*Aim of the task*:
Output each entry exactly as written.

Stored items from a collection

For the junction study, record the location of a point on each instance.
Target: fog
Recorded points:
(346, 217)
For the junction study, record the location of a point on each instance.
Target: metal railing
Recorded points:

*Final answer*:
For the junction study, record the location of a point on each instance.
Target: fog
Recorded points:
(346, 217)
For the junction study, record the location of a point on each instance.
Target: metal railing
Recorded points:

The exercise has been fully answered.